World's Greatest Dad is a 2009 American satirical black comedy-drama film written and directed by Bobcat Goldthwait and starring Robin Williams, Daryl Sabara, and Alexie Gilmore. The film was released on July 24, 2009, on video on demand providers before its limited theatrical release on August 21, 2009.

Plot
Lance Clayton is a single father and high school English teacher who dreams of becoming a famous writer, but his previous novels have all been rejected by publishers. His 15-year-old son Kyle is a sex-obsessed, underachieving misanthrope who is a student at the school where Lance teaches an unpopular poetry class. 

Kyle's poor academic performance and vile behavior gain the attention of the school principal, who advises Lance to transfer Kyle to a special-needs school. One night, Lance discovers that Kyle has died in an autoerotic asphyxiation accident in his bedroom. To salvage his son's dignity, Lance stages Kyle's death as a suicide. He hangs Kyle in a closet and posts a fake suicide note on his body.

A classmate later obtains the suicide note from police records and publishes it in the school newspaper. The note strikes a chord with the students and faculty and many students suddenly claim to have been friends with Kyle and are touched by how deep and intelligent he shows himself to be in his writings. Enjoying the attention his writing is finally receiving, Lance decides to write and publish a phony journal that was supposedly written by his son before his death. 

Kyle becomes somewhat of a post-mortem cult phenomenon at the school, and Lance soon begins to receive the adoration that he has always desired. He becomes much more interesting to his girlfriend Claire, a fellow teacher, who had previously shown an interest in their younger colleague Mike. Andrew, Kyle's sole friend, finds Kyle's suicide note and journals highly uncharacteristic based on Kyle's personality when he was alive, but Lance brushes Andrew off when Andrew confronts him.

The journal soon attracts the attention of book publishers and Lance lands a television appearance on a nationally broadcast talk show. The school principal then decides to rename the school library in Kyle's honor. At the library dedication, Lance feels imperative guilt for exploiting his son's death for his own benefit as well as hatred towards those feigning their fondness for Kyle. While giving a speech, Lance decides he can no longer continue the charade and confesses to everyone that Kyle's death was accidental, and that he wrote the suicide note and journal. Predictably, Lance is denounced by the students and faculty, including Claire, and simultaneously finally realizes it is better to be alone than to end up with people who make him feel all alone.

┄┄┄┄┄┄┄┄┄┄

:: WRITTEN REQUEST 1 ::
According to the film summary, on what date did the film begin its limited theatrical release?

┄┄┄┄┄┄┄┄┄┄

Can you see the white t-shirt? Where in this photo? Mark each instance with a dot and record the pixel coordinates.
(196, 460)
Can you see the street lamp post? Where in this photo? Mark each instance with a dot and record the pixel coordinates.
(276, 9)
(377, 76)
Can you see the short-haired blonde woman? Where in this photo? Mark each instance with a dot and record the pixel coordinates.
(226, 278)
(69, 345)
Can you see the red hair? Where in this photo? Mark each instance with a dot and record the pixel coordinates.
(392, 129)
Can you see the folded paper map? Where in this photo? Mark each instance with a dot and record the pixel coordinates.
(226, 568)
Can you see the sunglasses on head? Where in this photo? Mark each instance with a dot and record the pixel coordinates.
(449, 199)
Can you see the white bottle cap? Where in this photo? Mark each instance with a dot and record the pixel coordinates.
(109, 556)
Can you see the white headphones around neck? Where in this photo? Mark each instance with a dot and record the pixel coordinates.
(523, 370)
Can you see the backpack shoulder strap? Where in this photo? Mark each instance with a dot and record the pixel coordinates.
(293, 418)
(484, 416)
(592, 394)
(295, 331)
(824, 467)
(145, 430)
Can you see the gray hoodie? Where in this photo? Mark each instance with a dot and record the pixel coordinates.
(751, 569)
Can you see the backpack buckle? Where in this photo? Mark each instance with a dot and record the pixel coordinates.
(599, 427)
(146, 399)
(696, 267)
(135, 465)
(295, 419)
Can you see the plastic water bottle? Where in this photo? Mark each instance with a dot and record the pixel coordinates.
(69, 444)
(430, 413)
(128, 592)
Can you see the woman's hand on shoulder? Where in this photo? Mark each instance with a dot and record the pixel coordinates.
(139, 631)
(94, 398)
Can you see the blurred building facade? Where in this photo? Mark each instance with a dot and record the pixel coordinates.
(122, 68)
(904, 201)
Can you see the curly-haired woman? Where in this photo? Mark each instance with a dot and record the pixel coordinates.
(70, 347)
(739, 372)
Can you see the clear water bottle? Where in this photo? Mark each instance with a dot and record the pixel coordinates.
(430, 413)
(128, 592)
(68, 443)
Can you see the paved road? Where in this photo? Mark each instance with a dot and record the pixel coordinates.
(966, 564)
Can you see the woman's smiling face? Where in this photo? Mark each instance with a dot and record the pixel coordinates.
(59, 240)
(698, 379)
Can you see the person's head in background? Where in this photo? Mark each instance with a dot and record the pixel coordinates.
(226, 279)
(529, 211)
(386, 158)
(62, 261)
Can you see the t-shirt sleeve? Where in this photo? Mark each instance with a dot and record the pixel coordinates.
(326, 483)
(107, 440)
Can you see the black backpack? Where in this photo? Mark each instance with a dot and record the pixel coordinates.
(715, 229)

┄┄┄┄┄┄┄┄┄┄

:: WRITTEN REQUEST 2 ::
Lay out the records as a Markdown table with the columns Nr and Line, starting at the line with "Can you see the t-shirt" and running through the last line of the records, both ends included. Leave out any blank lines.

:: SOLUTION 1 ::
August 21, 2009

:: SOLUTION 2 ::
| Nr | Line |
|---|---|
| 1 | Can you see the t-shirt sleeve? Where in this photo? Mark each instance with a dot and record the pixel coordinates. |
| 2 | (326, 483) |
| 3 | (107, 440) |
| 4 | Can you see the black backpack? Where in this photo? Mark each instance with a dot and record the pixel coordinates. |
| 5 | (715, 229) |